* Brief *
Print out the records in full, keeping each word unchanged.

* Data records *
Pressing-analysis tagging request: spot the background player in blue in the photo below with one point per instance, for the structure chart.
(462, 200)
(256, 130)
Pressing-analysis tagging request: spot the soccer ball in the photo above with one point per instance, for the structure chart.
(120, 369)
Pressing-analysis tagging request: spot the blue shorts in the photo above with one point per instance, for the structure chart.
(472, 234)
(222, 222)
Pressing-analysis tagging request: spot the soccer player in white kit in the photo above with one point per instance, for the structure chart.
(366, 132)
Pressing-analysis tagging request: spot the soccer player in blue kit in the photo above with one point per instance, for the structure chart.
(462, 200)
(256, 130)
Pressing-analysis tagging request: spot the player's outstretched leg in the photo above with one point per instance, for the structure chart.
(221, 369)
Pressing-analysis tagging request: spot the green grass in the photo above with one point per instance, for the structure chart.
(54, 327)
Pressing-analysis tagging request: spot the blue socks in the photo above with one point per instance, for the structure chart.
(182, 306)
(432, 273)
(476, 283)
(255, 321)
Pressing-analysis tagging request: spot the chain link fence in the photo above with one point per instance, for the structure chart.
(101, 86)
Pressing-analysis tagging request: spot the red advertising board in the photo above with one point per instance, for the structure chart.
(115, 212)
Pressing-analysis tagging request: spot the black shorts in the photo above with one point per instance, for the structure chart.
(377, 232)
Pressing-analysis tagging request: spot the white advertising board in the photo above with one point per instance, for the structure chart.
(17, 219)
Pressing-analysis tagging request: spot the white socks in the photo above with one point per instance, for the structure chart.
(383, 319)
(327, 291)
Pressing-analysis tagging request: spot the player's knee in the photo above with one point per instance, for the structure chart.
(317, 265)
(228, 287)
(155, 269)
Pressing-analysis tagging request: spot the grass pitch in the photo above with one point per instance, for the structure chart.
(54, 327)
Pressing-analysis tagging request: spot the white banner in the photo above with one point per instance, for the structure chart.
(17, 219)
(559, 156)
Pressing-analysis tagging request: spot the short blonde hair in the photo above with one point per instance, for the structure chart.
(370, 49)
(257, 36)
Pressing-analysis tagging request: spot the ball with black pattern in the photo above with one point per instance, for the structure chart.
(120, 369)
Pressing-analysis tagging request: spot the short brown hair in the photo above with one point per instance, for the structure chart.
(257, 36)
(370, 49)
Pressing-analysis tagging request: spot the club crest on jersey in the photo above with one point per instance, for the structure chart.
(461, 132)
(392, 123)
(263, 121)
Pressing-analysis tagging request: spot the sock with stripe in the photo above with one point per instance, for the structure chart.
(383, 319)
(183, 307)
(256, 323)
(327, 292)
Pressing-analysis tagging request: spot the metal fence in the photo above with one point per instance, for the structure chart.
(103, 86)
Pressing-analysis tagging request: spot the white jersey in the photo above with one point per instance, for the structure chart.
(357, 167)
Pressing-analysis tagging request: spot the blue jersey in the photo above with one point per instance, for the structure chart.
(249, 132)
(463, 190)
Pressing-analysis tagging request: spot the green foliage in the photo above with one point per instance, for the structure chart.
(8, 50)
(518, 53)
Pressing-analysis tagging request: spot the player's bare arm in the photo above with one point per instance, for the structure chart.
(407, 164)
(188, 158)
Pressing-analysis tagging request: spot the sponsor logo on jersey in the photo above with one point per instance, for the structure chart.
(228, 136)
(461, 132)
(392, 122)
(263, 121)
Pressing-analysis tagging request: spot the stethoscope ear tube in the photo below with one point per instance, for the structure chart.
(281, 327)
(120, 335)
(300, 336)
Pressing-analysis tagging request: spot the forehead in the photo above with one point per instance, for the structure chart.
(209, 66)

* Solution to this problem *
Pressing-analysis tagging request: spot the background player in blue in the photo below with one point per instance, for the structure chart.
(462, 200)
(256, 130)
Pressing-analysis tagging request: spot the soccer ball in the photo above with one point per instance, for the structure chart.
(120, 369)
Pressing-analysis tagging request: spot the blue shorts in the photo above with one point per instance, for the structure chart.
(472, 234)
(222, 222)
Pressing-analysis tagging request: spot the soccer player in white kit in the photo above with one point per instance, for the structure chart.
(366, 132)
Pressing-analysis tagging request: spot the soccer player in blue kit in the photo above with one point per instance, for the structure chart.
(462, 200)
(256, 130)
Pressing-analysis tagging request: spot the player's outstretched leg in the photo above with one point per instance, for the structure chart.
(221, 369)
Pressing-analysis tagging request: spot the green grass in the photo above with one point per instance, for the structure chart.
(54, 327)
Pressing-analysis tagging request: spot the blue socks in the photo above with one point per instance, for the structure chart.
(182, 306)
(432, 273)
(476, 283)
(255, 321)
Pressing-analysis tagging request: spot the chain link fence in the photo above with one point per instance, for the structure chart.
(101, 86)
Pressing-analysis tagging request: spot the red advertising board in the photo above with one point per instance, for the structure chart.
(115, 212)
Pressing-analysis tagging request: spot the black shorts in the photo above with one point per instance, for the structure chart.
(377, 232)
Pressing-analysis tagging request: spot the white advertising board in the photo above with one point per instance, for the structure chart.
(17, 219)
Pressing-analysis tagging request: spot the white socks in the photo above with one point per instance, for the structure chart.
(383, 319)
(327, 291)
Pressing-analysis tagging request: spot the player's knee in the photo above with one point per instance, for the structure chart.
(317, 265)
(228, 287)
(155, 269)
Pressing-analysis tagging request: spot the grass pitch in the photo above with one point per instance, for the structure chart.
(54, 327)
Pressing-analysis tagging request: spot the white banner in the photo above with one point per instance, for the structure chart.
(17, 219)
(559, 156)
Pressing-analysis tagging request: spot the short blonde hair in the photo above with one point per instance, for the structure chart.
(370, 49)
(257, 36)
Pressing-analysis tagging request: spot the ball with black pattern in the photo above with one point per instance, for the structure chart.
(120, 369)
Pressing-analysis tagging request: spot the short brown hair in the photo above with one point per instance, for the structure chart.
(257, 36)
(370, 49)
Pressing-analysis tagging request: spot the club crest on jersey in the photo above with one point per instance, for the structure chart.
(461, 132)
(392, 123)
(263, 121)
Pressing-analysis tagging request: spot the sock with stripe in the photo above with one point per instance, for the structure chart.
(383, 319)
(183, 307)
(256, 323)
(327, 292)
Pressing-analysis tagging request: spot the metal fence in the photo above with one point per instance, for the structure chart.
(103, 86)
Pressing-analysis tagging request: spot the white jersey in the photo above with one point per instance, for the structure chart.
(357, 167)
Pressing-analysis tagging request: spot the blue jersey in the photo above with one point per instance, for the structure chart.
(249, 132)
(463, 190)
Pressing-analysis tagging request: spot the green foliage in the photo above with one point per instance, for the structure chart.
(8, 50)
(518, 53)
Pressing-analysis tagging request: spot the player's bare arm in the photo above with one point per instance, for the structure chart.
(407, 164)
(188, 158)
Pressing-analysis tagging request: spot the sponsor logo on jersey in the photo above with one point per instance, for the structure chart.
(228, 136)
(461, 132)
(392, 122)
(263, 121)
Pressing-analysis tagging request: spot the stethoscope ear tube in the photo below with one point per instance, for the structure chart.
(281, 327)
(120, 335)
(300, 336)
Pressing-analysis tagging request: spot the forehead in the photo above with one point per instance, for the structure chart.
(209, 66)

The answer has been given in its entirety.